* GIVEN PASSAGE *
Kansas Penn Gaming, LLC v. Collins, et al
The issue before the Tenth Circuit in this case pertained to a "class-of-one" equal protection lawsuit against a county government based on its demand that a property owner correct a nuisance. Kansas Penn Gaming, LLC alleged that after it and Cherokee County became involved in litigation concerning a casino development agreement, the County health department targeted Kansas Penn for a regulatory enforcement action. In particular, the County sent Kansas Penn a notice stating that the unkempt condition of its property violated state and local nuisance laws and regulations and warning that failure to clean up the property would lead to an enforcement action. Although the County never brought an enforcement action against Kansas Penn, Kansas Penn sued the County and some of its officials under 42 U.S.C. 1983. In its complaint, Kansas Penn alleged the notice of nuisance violated its right to equal protection by arbitrarily and maliciously singling it out for selective enforcement. Because the Tenth Circuit agreed with the district court that Kansas Penn failed to state a claim for relief under the standard set forth by "Bell Atl. Corp. v. Twombly," the Court affirmed dismissal of the complaint.
State ex rel. Angelo Benedetti, Inc. v. Indus. Comm.
The Industrial Commission of Ohio found that Angela Benedetti, Inc. (ABI) violated two newly added specific safety requirements that resulted in an injury to an ABI employee. ABI filed a complaint in mandamus in the court of appeals, alleging that the commission abused its discretion in permitting the injured employee to amend his specific safety requirement violations application and in finding violations of the specific safety requirements. The court of appeals upheld the Commission's order and denied the writ. On appeal, the Supreme Court affirmed, agreeing with the reasoning provided by the court of appeals but not given in this opinion.
Federal Trade Commission v. Bronson Partners, LLC
This case arose when the FTC alleged deceptive advertising claims against defendants based on two purported weight loss products, a Chinese Diet Tea and a Bio-Slim Patch. On appeal, defendants challenged both the power of the district court to award monetary relief and the means by which the district court calculated the award. The court held that the district court had the power to award restitution pursuant to Section 13(b) of the Federal Trade Commission Act, 15 U.S.C. 53(b). The court also held that the district court did not err in ordering defendants to disgorge the full proceeds from its sale of the products in question. Accordingly, the court affirmed the judgment of the district court.
Tellabs Operations, Inc. v. City of Bessemer
Tellabs Operations, Inc. appealed an administrative agency's decision in its taxpayer's refund action from the circuit court. Tellabs unsuccessfully petitioned for a refund of allegedly overpaid sales taxes to the City of Bessemer. The case was originally filed in Montgomery Circuit Court. Bessemer filed a motion to dismiss, or in the alternative, to change venue to Jefferson Circuit Court. Without holding a hearing on the motion, the circuit court transferred the appeal to Jefferson Circuit Court. In its motion for reconsideration, Tellabs argued the Montgomery Court erred in transferring the appeal. The court responded that it had lost jurisdiction, and Tellabs' only remedy was to petition the Supreme Court. Upon review of the circuit court records, the Supreme Court concluded that the Montgomery Circuit Court erred in transferring the appeal to the Jefferson Court. The Supreme Court vacated the transfer order and remanded the case for further proceedings in Montgomery Circuit Court.

* DATA EXCERPT *
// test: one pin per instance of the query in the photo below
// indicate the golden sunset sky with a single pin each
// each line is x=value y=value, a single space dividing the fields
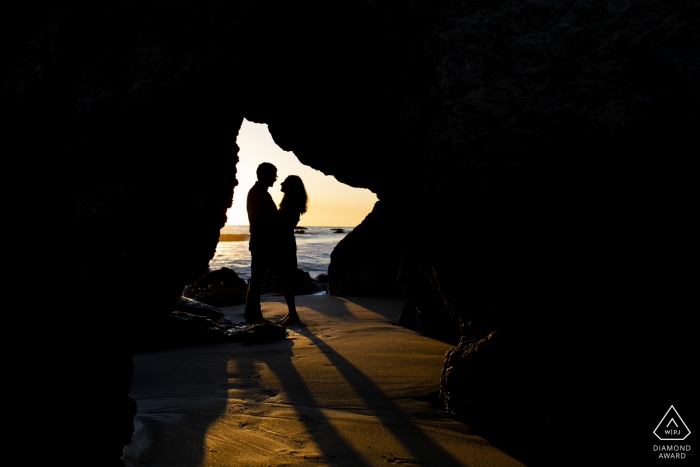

* EXERCISES TO COMPLETE *
a - From the case summaries, translate this sentence into Spanish: "Accordingly, the court affirmed the judgment of the district court."
b - Reproduce the portion of the case summaries starting with "State ex rel." and going on through "in this opinion.".

* WORKED ANSWERS *
a - En consecuencia, el tribunal confirmó la sentencia del tribunal de distrito.

b -
State ex rel. Angelo Benedetti, Inc. v. Indus. Comm.
The Industrial Commission of Ohio found that Angela Benedetti, Inc. (ABI) violated two newly added specific safety requirements that resulted in an injury to an ABI employee. ABI filed a complaint in mandamus in the court of appeals, alleging that the commission abused its discretion in permitting the injured employee to amend his specific safety requirement violations application and in finding violations of the specific safety requirements. The court of appeals upheld the Commission's order and denied the writ. On appeal, the Supreme Court affirmed, agreeing with the reasoning provided by the court of appeals but not given in this opinion.